- _Set task_
Can you arrange every line of the rows below as a Markdown table with two columns, "No." for the row number and "Line" for the line itself, leaving out any blank lines?
━━━ Recorded data
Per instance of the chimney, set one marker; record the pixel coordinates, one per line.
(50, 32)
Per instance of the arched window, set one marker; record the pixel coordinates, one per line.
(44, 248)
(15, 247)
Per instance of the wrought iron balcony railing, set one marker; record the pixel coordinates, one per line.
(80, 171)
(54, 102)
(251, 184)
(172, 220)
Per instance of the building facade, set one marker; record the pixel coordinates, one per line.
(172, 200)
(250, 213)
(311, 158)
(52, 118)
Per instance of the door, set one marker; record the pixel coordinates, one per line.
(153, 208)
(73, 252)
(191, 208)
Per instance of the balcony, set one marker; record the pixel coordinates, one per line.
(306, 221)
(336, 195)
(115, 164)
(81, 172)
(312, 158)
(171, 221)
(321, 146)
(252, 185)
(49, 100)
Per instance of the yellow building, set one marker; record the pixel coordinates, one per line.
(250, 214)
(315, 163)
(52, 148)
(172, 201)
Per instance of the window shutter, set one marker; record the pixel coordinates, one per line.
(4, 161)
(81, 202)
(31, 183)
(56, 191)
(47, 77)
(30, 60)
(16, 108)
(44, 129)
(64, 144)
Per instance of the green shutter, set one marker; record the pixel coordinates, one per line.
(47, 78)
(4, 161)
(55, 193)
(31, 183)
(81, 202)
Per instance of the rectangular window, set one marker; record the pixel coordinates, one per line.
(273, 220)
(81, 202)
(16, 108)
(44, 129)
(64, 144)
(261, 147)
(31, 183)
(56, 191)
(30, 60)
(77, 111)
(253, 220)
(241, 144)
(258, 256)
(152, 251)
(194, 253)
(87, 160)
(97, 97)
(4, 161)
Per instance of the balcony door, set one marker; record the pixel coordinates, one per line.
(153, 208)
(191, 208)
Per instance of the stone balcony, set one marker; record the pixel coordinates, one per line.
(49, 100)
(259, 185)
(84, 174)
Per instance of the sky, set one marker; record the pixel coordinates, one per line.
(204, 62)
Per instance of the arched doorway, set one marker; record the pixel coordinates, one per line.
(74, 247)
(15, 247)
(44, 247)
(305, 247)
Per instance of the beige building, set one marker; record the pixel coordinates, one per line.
━━━━━━
- _Complete response_
| No. | Line |
|---|---|
| 1 | Per instance of the chimney, set one marker; record the pixel coordinates, one per line. |
| 2 | (50, 32) |
| 3 | Per instance of the arched window, set one marker; record the pixel coordinates, one per line. |
| 4 | (44, 248) |
| 5 | (15, 247) |
| 6 | Per instance of the wrought iron balcony railing, set one marker; record the pixel coordinates, one per line. |
| 7 | (80, 171) |
| 8 | (54, 102) |
| 9 | (251, 184) |
| 10 | (172, 220) |
| 11 | Per instance of the building facade, set one marker; record the pixel coordinates, one per line. |
| 12 | (172, 200) |
| 13 | (250, 213) |
| 14 | (311, 158) |
| 15 | (52, 118) |
| 16 | Per instance of the door, set one marker; record the pixel coordinates, one per line. |
| 17 | (153, 208) |
| 18 | (73, 252) |
| 19 | (191, 208) |
| 20 | Per instance of the balcony, set one marker; record the pixel coordinates, one per line. |
| 21 | (306, 221) |
| 22 | (336, 195) |
| 23 | (115, 164) |
| 24 | (81, 172) |
| 25 | (312, 158) |
| 26 | (171, 221) |
| 27 | (321, 146) |
| 28 | (252, 185) |
| 29 | (49, 100) |
| 30 | Per instance of the yellow building, set one marker; record the pixel coordinates, one per line. |
| 31 | (250, 214) |
| 32 | (315, 163) |
| 33 | (52, 148) |
| 34 | (172, 201) |
| 35 | Per instance of the window shutter, set one marker; record the pixel coordinates, one per line. |
| 36 | (4, 161) |
| 37 | (81, 202) |
| 38 | (31, 183) |
| 39 | (56, 191) |
| 40 | (47, 77) |
| 41 | (30, 60) |
| 42 | (16, 108) |
| 43 | (44, 129) |
| 44 | (64, 144) |
| 45 | Per instance of the green shutter, set one marker; record the pixel coordinates, one per line. |
| 46 | (47, 78) |
| 47 | (4, 161) |
| 48 | (55, 193) |
| 49 | (31, 183) |
| 50 | (81, 202) |
| 51 | Per instance of the rectangular window, set one marker; record the pixel coordinates, one per line. |
| 52 | (273, 220) |
| 53 | (81, 202) |
| 54 | (16, 108) |
| 55 | (44, 129) |
| 56 | (64, 144) |
| 57 | (261, 147) |
| 58 | (31, 183) |
| 59 | (56, 191) |
| 60 | (30, 60) |
| 61 | (77, 111) |
| 62 | (253, 220) |
| 63 | (241, 144) |
| 64 | (258, 256) |
| 65 | (152, 251) |
| 66 | (194, 253) |
| 67 | (87, 160) |
| 68 | (97, 97) |
| 69 | (4, 161) |
| 70 | Per instance of the balcony door, set one marker; record the pixel coordinates, one per line. |
| 71 | (153, 208) |
| 72 | (191, 208) |
| 73 | Per instance of the stone balcony, set one marker; record the pixel coordinates, one per line. |
| 74 | (49, 100) |
| 75 | (259, 185) |
| 76 | (84, 174) |
| 77 | Per instance of the sky, set one marker; record the pixel coordinates, one per line. |
| 78 | (204, 62) |
| 79 | Per instance of the arched doorway, set one marker; record the pixel coordinates, one per line. |
| 80 | (74, 247) |
| 81 | (15, 247) |
| 82 | (44, 247) |
| 83 | (305, 247) |
| 84 | Per instance of the beige building, set one marker; record the pixel coordinates, one per line. |